- [Short problem]
Put every line of the rows below into a Markdown table with the columns Number and Line, numbering each line and skipping blank lines. Leave the pictures out.
________________________________________
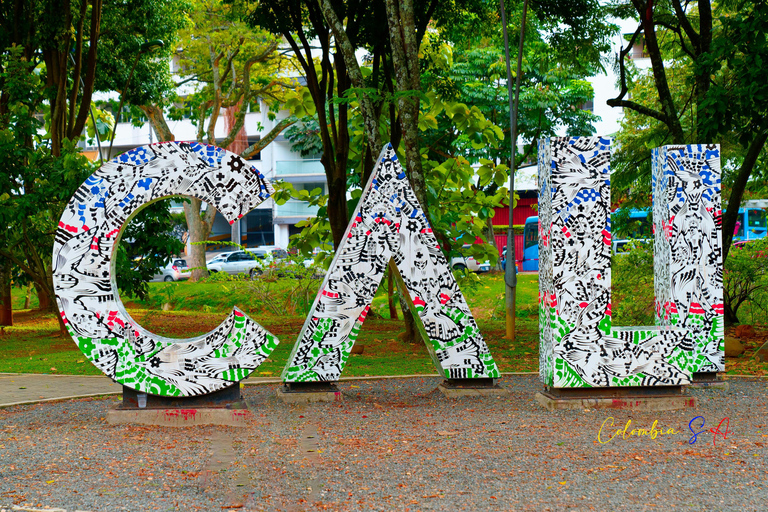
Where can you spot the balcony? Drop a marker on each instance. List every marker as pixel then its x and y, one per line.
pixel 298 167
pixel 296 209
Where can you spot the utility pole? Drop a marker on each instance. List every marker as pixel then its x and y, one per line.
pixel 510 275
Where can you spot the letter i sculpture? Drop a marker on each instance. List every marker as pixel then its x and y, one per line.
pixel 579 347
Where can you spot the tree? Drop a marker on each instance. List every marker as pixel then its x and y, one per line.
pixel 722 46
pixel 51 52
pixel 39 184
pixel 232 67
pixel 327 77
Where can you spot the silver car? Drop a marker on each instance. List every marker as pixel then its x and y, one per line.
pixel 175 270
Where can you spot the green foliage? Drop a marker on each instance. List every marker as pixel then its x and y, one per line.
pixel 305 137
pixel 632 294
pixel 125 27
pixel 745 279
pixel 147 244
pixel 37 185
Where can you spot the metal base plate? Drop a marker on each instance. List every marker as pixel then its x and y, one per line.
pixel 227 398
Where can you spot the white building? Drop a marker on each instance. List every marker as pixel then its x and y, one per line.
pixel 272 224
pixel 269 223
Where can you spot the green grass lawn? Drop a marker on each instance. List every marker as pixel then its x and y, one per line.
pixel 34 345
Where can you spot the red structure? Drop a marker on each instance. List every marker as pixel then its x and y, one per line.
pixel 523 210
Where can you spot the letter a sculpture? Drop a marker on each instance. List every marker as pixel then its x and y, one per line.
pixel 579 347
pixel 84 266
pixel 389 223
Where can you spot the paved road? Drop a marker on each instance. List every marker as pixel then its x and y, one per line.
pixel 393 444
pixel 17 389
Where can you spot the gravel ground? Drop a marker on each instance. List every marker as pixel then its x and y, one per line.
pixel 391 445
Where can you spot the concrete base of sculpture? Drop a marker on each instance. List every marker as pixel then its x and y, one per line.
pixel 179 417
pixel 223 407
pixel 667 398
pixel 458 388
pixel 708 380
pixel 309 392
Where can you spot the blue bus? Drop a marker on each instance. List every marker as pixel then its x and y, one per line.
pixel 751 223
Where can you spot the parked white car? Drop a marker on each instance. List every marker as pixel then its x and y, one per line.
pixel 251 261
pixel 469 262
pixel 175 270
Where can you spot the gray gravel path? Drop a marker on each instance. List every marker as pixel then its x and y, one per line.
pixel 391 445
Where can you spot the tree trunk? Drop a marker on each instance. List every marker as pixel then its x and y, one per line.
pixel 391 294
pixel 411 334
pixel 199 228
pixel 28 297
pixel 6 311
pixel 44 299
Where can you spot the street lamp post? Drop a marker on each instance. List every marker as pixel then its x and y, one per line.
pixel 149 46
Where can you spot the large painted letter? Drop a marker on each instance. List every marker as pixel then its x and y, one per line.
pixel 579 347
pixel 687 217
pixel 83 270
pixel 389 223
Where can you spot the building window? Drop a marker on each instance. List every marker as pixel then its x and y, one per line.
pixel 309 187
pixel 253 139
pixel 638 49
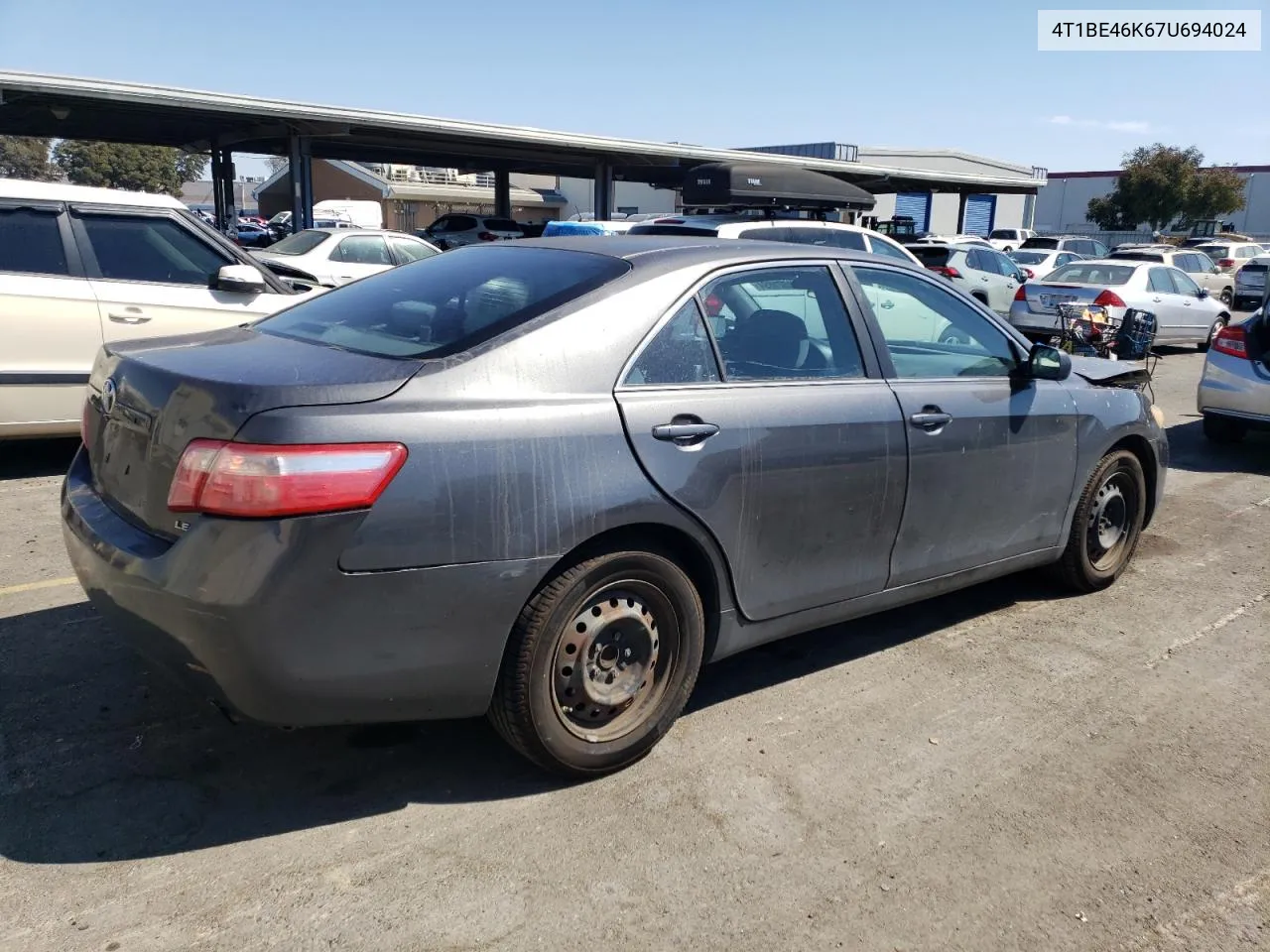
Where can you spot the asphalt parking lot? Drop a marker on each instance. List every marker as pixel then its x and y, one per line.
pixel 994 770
________________________________________
- [Full response]
| Number | Line |
|---|---|
| 1 | Where can you spot the balcony? Drop a marker on each instance. List every marker as pixel then its x and y, one per line. |
| 2 | pixel 298 167 |
| 3 | pixel 296 209 |
| 4 | Where can you spot the utility pole? Drop a marker on each instance. List every marker as pixel then its x and y, one per line. |
| 5 | pixel 510 275 |
| 6 | Where can you spot the letter i sculpture? Drop a marker on each instance. List every marker as pixel then its x and y, one per line. |
| 7 | pixel 579 347 |
| 8 | Where can you spot the tree? Drop a marker on each instance. List every marker as pixel then its x and y, one per line. |
| 9 | pixel 722 46 |
| 10 | pixel 51 52 |
| 11 | pixel 39 184 |
| 12 | pixel 232 67 |
| 13 | pixel 327 77 |
| 14 | Where can you spot the silver car? Drop a marker on each instance. List every marker as pixel then its x and y, one per line. |
| 15 | pixel 175 270 |
| 16 | Where can you spot the green foliage? Drop a marker on each instance. List every marker as pixel then its x and y, one per line. |
| 17 | pixel 305 137 |
| 18 | pixel 632 294 |
| 19 | pixel 125 27 |
| 20 | pixel 745 279 |
| 21 | pixel 147 244 |
| 22 | pixel 37 185 |
| 23 | Where can you spot the metal base plate? Drop a marker on each instance. List every marker as pixel then its x and y, one per line. |
| 24 | pixel 227 398 |
| 25 | Where can you spot the white building? Drop a marker on each instance. List every marker as pixel then its x and y, one per line. |
| 26 | pixel 272 224 |
| 27 | pixel 269 223 |
| 28 | Where can you spot the green grass lawn? Drop a marker on each instance. List every marker as pixel then its x and y, one per line. |
| 29 | pixel 34 345 |
| 30 | Where can you spot the red structure? Drop a marker on each instance. List every marker as pixel then its x and y, one per line. |
| 31 | pixel 523 210 |
| 32 | Where can you spot the letter a sculpture? Drop a marker on each instance. List every marker as pixel then its x and y, one per line. |
| 33 | pixel 579 347 |
| 34 | pixel 84 266 |
| 35 | pixel 389 223 |
| 36 | Where can you spot the paved road? Drop a marker on each instance. List every marker as pixel then its x and y, one per line. |
| 37 | pixel 393 444 |
| 38 | pixel 17 389 |
| 39 | Where can you spot the gravel ground? Drop a marker on each instance. List every marker as pixel then its x and y, one per line. |
| 40 | pixel 391 445 |
| 41 | Where can you spot the concrete base of sculpture? Drop a marker on each instance. List every marker as pixel then its x and y, one per line. |
| 42 | pixel 179 417 |
| 43 | pixel 223 407 |
| 44 | pixel 667 398 |
| 45 | pixel 458 388 |
| 46 | pixel 708 380 |
| 47 | pixel 309 392 |
| 48 | Where can you spot the blue bus? Drop a marker on each instance. List every marker as pixel then its x and y, one per line. |
| 49 | pixel 751 223 |
| 50 | Where can you spot the parked white car? Drop a marker on each instance. List every marker as pixel then its x and y, one per line. |
| 51 | pixel 251 261 |
| 52 | pixel 469 262 |
| 53 | pixel 175 270 |
| 54 | Where can you spot the gray gravel path? Drop a marker on each instance. List every marker as pixel then its x and y, one per line. |
| 55 | pixel 391 445 |
| 56 | Where can you spot the tree trunk? Drop a marker on each instance. List every marker as pixel then its x and y, one per line. |
| 57 | pixel 391 294 |
| 58 | pixel 411 334 |
| 59 | pixel 199 228 |
| 60 | pixel 28 297 |
| 61 | pixel 6 311 |
| 62 | pixel 44 299 |
| 63 | Where can you spot the street lamp post? Drop a marker on each instance. List every marker as pixel then its x and y, one per line. |
| 64 | pixel 149 46 |
| 65 | Where can you spot the large painted letter? Drop a marker on each instance. List every marker as pixel then its x and y, one per line. |
| 66 | pixel 579 347 |
| 67 | pixel 687 217 |
| 68 | pixel 83 270 |
| 69 | pixel 389 223 |
| 70 | Where can you spot the building window? Drop a marker on each instance. List every marker as pixel then its x and y, one per line. |
| 71 | pixel 309 187 |
| 72 | pixel 253 139 |
| 73 | pixel 638 49 |
| 74 | Where can you spot the asphalt parking lot? Drop a marker on each instance. List every marker as pixel then its x and y, one per line. |
| 75 | pixel 994 770 |